Some of the ways to practice compassionate detachment:
- Refuse to engage in a conversation with someone who is being irrational, disrespectful, or hostile.
- Don’t allow someone to affect your moods, thoughts, preferences, opinions, or plans.
- Realize that you are not responsible for the shortcomings, failures, and poor choices of others.
- Understand that you are not being selfish when you protect yourself from someone who hurts you.
- Accept that you can still love someone and need to protect yourself from him or her.
- Recognize that you deserve to be loved, respected, and treated with kindness.
- Focus on the opportunities you have for fulfilling your potential and creating the life you want.
Practice tough love by allowing loved ones to suffer the consequences of their choices. You express concern for their predicament, but you are not invested in the outcome. You help them by allowing them to resolve their own issues.
Compassionate detachment can be difficult at first until you learn how to do it. You may feel a great deal of emotional pain and confusion about what to do. Memories of happier times in the relationship keep you stuck in the hope that things will improve. Accepting that you suffer a lot of pain and anguish in the relationship will help you to avoid false hope.

## DATASET EXCERPTS
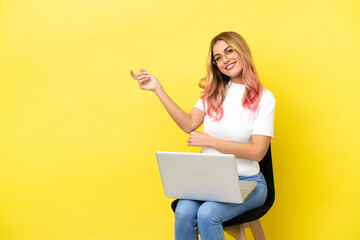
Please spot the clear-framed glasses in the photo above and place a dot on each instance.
(219, 58)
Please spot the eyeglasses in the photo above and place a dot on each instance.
(219, 58)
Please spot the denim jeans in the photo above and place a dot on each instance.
(209, 216)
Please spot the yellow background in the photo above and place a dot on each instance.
(78, 136)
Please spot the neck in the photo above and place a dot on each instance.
(237, 80)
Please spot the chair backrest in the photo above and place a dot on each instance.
(267, 170)
(254, 214)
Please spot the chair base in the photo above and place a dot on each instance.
(238, 231)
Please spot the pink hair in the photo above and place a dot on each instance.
(215, 82)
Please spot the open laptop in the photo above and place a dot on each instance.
(201, 176)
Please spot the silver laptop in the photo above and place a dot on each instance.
(201, 176)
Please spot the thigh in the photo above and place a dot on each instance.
(187, 208)
(226, 211)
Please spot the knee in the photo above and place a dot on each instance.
(184, 213)
(207, 215)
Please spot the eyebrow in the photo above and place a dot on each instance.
(223, 51)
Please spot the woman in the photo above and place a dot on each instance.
(237, 114)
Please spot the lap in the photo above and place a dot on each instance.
(219, 210)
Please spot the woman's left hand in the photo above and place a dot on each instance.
(198, 139)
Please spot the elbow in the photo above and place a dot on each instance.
(258, 156)
(188, 130)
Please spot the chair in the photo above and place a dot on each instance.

## WHAT TO WORK ON
• 1. For each statement below, say whether it agrees with the passage on compassionate detachment. Answer yes or no and quote the deciding words.
(a) You are responsible for the poor choices of others.
(b) Tough love involves allowing loved ones to suffer the consequences of their choices.
(c) Memories of happier times in the relationship help you let go.
• 2. According to the passage on compassionate detachment, which things of yours should you not allow someone to affect? List all of them.
• 3. In the passage on compassionate detachment, what will help you avoid false hope?
Base every answer only on the passage on compassionate detachment.

## ANSWERS
• 1.
(a) No: "Realize that you are not responsible for the shortcomings, failures, and poor choices of others."
(b) Yes: "Practice tough love by allowing loved ones to suffer the consequences of their choices."
(c) No: "Memories of happier times in the relationship keep you stuck in the hope that things will improve."

• 2. Moods, thoughts, preferences, opinions, plans

• 3. Accepting that you suffer a lot of pain and anguish in the relationship.